Tolong ringkas teks tentang diaspora Indonesia di bawah ini dalam dua kalimat.

- Potongan Teks:
***

Dengan banyaknya manfaat
tersebut, sekarang tinggal bagaimana caranya pemerintah Indonesia melakukan
upaya positif yang menggalang kekuatan diaspora yang berada di seluruh dunia
untuk bersama-sama membangun Indonesia, di fasilitasi, dan dilakukan upaya
konkrit dimana ide dan segala bentuk sumbangan mereka dapat dilaksanakan di
Indonesia. Jangan sampai respon positif yang dilakukan teman-teman diaspora
tersebut justru kemudian berbuah kekecewaan besar karena respon lambat dari
pemerintah yang tidak mau berubah dan mendapatkan masukan dari mereka. Dan
jangan sampai deklarasi diaspora Indonesia yang disampaikan di Los Angeles 2012
lalu dalam berbagai bahasa dan dicap sebagai Sumpah Pemuda Ke-II bangsa
Indonesia berubah menjadi suatu sumpah yang bersama-sama tidak peduli kepada
tanah air, atau leluhurnya: Indonesia.

***

- Baris yang Disediakan:
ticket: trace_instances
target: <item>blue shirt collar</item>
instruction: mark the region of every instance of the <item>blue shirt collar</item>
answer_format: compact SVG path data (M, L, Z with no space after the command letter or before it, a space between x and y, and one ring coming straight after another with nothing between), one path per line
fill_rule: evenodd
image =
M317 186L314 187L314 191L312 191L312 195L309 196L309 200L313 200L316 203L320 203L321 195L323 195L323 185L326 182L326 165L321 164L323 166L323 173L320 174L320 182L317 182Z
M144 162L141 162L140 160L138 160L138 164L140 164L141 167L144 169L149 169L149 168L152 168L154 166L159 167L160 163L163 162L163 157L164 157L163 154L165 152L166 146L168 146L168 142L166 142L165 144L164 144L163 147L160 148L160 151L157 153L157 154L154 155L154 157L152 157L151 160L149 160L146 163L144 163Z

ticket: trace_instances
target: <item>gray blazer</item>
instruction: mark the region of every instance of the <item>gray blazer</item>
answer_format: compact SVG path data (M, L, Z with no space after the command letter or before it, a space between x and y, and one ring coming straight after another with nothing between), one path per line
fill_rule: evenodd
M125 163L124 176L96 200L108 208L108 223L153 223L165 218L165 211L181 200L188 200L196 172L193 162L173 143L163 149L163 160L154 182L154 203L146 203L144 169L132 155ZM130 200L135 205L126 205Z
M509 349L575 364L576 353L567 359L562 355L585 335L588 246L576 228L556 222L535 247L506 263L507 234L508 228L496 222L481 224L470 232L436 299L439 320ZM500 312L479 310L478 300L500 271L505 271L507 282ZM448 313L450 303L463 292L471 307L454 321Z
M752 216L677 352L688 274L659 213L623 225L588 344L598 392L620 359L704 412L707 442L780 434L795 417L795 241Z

***

- Jawaban Tertulis: Pemerintah Indonesia perlu menggalang kekuatan diaspora di seluruh dunia untuk bersama-sama membangun Indonesia, dengan memfasilitasi mereka dan melakukan upaya konkret agar ide serta sumbangan mereka dapat dilaksanakan di Indonesia. Respons positif diaspora jangan sampai berbuah kekecewaan besar karena pemerintah lambat merespons dan tidak mau berubah maupun menerima masukan, dan deklarasi diaspora Indonesia di Los Angeles tahun 2012, yang dicap sebagai Sumpah Pemuda Ke-II, jangan sampai berubah menjadi sumpah untuk tidak peduli kepada tanah air.